# Aim
Count the lines in the records below that contain the word "concrete". Give only the number.

+++++

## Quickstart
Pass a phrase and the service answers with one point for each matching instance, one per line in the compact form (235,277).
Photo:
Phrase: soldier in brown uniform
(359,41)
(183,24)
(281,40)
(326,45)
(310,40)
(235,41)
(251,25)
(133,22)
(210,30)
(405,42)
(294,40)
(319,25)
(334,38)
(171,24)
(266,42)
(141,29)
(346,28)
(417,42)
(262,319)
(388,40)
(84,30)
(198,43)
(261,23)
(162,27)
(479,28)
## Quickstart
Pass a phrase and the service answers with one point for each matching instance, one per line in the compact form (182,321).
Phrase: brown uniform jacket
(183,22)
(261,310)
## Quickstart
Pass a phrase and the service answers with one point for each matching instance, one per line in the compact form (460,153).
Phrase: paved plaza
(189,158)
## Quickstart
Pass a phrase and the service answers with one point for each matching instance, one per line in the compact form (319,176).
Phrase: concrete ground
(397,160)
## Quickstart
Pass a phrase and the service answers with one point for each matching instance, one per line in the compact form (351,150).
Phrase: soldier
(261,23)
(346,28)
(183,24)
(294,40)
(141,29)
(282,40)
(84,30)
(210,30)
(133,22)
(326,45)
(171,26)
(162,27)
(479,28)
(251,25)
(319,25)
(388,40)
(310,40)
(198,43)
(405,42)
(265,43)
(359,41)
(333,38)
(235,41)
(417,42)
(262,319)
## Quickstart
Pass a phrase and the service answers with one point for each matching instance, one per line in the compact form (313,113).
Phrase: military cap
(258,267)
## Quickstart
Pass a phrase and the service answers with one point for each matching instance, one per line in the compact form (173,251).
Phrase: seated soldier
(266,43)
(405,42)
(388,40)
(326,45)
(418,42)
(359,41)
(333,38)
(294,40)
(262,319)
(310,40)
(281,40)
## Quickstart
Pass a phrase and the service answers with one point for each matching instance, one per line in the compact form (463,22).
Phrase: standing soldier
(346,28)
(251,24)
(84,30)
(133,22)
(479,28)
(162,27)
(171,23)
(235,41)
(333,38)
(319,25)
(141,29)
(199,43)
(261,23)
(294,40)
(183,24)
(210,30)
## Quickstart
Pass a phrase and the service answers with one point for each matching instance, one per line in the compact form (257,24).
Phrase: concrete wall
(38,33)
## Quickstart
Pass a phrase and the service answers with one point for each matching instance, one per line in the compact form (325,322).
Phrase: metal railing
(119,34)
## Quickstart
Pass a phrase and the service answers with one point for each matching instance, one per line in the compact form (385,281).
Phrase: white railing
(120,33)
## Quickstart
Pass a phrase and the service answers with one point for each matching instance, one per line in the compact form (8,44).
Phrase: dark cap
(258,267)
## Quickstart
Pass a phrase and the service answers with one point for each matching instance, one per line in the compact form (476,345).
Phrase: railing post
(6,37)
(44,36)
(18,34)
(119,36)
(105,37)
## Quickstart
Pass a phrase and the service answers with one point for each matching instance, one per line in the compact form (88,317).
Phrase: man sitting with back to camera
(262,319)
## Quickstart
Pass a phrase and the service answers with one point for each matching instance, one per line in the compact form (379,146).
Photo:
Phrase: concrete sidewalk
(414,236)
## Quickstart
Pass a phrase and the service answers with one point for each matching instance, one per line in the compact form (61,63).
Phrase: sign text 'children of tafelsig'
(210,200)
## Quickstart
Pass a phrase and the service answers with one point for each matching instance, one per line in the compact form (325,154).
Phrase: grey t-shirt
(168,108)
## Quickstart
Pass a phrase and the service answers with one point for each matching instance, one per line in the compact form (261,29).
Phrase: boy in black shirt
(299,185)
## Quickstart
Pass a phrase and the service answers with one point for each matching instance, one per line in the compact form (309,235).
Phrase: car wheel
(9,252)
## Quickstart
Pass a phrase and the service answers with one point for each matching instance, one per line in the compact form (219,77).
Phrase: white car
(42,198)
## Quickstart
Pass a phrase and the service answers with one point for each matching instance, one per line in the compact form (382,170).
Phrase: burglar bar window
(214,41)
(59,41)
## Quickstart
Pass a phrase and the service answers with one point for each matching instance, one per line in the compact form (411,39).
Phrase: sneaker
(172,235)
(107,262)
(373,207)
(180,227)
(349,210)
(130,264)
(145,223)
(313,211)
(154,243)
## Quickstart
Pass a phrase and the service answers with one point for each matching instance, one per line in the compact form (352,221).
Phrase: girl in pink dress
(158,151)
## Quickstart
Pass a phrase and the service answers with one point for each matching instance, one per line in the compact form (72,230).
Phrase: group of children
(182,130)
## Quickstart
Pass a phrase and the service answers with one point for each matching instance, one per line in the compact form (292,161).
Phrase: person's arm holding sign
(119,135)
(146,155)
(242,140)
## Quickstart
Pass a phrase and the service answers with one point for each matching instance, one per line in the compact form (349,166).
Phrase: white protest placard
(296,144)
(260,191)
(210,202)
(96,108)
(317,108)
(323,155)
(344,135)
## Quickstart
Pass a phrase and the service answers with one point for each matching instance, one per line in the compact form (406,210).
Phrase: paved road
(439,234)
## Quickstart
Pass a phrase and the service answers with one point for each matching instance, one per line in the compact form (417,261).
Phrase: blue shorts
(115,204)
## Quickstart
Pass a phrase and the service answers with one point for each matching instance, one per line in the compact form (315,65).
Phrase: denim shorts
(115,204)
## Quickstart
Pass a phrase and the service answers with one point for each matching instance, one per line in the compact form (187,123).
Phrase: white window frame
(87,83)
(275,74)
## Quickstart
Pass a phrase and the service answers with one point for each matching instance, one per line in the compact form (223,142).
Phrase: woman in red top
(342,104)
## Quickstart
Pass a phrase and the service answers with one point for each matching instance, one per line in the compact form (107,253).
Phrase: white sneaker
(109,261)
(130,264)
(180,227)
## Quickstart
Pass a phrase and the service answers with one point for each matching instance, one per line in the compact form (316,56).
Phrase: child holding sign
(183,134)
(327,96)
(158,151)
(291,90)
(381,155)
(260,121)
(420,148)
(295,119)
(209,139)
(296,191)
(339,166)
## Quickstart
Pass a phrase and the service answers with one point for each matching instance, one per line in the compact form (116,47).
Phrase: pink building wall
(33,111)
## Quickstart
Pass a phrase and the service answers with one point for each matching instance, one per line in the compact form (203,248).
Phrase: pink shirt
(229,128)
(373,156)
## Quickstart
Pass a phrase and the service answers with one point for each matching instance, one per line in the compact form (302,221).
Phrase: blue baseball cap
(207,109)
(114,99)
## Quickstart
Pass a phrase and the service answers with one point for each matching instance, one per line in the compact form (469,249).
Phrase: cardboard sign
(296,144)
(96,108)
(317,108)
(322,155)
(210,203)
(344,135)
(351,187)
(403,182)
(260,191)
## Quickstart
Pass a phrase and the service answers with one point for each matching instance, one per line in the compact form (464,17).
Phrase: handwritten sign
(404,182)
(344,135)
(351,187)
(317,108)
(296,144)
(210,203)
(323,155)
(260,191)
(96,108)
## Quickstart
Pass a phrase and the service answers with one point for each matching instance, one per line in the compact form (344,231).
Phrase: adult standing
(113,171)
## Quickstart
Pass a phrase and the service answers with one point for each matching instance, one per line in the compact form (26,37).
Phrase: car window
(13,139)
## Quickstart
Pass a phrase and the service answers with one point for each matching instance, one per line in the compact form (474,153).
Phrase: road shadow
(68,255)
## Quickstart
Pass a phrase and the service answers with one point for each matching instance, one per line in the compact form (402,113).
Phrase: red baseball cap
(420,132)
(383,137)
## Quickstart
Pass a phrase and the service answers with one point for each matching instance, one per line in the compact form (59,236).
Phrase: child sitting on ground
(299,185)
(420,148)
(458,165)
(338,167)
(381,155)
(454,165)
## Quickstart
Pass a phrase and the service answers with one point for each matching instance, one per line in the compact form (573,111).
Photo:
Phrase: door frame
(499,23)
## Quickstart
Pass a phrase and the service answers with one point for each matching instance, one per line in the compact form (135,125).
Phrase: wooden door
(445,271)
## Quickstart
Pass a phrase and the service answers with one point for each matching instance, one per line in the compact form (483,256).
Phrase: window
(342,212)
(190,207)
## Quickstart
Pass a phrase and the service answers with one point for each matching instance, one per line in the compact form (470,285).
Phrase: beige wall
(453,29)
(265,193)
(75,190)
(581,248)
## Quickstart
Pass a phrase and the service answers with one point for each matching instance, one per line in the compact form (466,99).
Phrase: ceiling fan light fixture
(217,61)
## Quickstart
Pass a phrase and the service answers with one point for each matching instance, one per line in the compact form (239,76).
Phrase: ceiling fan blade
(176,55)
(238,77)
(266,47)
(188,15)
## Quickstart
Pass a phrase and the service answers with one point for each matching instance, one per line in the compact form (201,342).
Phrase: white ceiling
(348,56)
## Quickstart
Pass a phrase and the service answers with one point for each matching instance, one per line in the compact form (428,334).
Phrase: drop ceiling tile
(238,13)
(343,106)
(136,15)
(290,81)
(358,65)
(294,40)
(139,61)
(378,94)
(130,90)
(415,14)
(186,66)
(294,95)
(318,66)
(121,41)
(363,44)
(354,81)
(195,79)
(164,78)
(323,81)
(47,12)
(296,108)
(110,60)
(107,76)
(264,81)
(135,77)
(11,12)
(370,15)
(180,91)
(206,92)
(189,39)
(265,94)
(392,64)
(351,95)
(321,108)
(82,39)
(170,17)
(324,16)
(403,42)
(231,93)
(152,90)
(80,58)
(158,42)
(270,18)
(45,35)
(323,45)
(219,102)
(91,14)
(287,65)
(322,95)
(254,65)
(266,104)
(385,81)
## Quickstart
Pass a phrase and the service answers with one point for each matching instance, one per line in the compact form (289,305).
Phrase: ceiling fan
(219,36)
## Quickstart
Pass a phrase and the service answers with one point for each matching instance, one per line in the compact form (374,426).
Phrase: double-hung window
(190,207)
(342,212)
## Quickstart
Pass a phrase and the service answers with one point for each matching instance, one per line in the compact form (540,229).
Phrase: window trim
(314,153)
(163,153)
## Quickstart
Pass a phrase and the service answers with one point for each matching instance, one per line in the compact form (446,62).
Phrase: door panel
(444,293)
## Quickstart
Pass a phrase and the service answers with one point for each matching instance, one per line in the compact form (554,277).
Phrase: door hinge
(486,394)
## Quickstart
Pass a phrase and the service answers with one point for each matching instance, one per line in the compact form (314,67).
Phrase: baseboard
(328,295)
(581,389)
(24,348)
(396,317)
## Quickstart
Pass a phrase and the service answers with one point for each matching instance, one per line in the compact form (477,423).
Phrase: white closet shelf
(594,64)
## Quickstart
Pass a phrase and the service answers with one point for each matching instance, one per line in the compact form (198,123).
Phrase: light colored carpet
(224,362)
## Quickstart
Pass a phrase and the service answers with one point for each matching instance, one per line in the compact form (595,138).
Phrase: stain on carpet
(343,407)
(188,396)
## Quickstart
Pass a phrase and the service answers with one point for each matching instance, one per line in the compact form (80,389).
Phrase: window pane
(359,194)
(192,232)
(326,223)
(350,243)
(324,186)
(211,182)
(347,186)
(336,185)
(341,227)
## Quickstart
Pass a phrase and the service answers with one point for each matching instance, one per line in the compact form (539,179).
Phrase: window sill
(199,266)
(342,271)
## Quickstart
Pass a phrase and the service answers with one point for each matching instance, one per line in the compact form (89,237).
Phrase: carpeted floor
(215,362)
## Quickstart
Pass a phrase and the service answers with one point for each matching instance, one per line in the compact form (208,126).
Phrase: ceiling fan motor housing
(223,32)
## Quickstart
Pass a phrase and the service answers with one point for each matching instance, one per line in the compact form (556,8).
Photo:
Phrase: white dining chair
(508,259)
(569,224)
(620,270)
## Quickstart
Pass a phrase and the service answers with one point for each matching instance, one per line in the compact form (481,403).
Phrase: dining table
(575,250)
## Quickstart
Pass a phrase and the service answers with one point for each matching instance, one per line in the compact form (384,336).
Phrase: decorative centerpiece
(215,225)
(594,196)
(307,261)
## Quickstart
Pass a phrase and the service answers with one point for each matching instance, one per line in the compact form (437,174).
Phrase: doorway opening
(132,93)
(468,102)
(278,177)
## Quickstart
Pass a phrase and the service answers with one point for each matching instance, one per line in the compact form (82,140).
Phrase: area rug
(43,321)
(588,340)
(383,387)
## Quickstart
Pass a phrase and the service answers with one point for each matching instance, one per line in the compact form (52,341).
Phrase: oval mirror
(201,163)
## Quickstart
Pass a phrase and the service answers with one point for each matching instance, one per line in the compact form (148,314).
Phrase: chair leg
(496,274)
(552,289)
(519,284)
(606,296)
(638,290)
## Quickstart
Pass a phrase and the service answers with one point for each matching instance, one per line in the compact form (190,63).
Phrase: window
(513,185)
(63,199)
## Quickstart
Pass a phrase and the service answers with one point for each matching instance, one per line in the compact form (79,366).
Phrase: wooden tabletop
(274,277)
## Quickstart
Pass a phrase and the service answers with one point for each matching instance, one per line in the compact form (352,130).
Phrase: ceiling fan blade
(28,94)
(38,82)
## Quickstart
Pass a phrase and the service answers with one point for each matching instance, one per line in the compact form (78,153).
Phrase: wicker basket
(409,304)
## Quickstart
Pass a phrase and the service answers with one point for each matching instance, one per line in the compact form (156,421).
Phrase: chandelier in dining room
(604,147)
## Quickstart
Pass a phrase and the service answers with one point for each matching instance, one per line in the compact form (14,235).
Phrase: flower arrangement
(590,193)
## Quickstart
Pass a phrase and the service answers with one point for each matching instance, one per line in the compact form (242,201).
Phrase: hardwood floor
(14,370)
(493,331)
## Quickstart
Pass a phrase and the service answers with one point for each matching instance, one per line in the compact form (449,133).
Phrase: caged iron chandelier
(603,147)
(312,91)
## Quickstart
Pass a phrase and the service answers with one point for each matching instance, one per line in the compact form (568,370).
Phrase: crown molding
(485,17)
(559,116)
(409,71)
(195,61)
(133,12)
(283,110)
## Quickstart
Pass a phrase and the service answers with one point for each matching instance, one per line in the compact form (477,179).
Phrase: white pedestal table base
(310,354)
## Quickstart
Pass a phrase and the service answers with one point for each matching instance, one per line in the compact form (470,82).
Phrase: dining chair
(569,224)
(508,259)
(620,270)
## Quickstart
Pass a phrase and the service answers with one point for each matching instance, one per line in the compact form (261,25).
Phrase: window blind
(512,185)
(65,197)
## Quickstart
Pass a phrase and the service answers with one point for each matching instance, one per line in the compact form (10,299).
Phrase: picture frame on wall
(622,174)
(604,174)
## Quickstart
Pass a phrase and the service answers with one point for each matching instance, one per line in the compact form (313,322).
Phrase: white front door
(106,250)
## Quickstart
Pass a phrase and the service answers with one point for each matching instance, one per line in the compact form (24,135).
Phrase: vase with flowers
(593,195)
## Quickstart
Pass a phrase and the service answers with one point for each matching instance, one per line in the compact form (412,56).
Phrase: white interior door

+++++

# Reply
3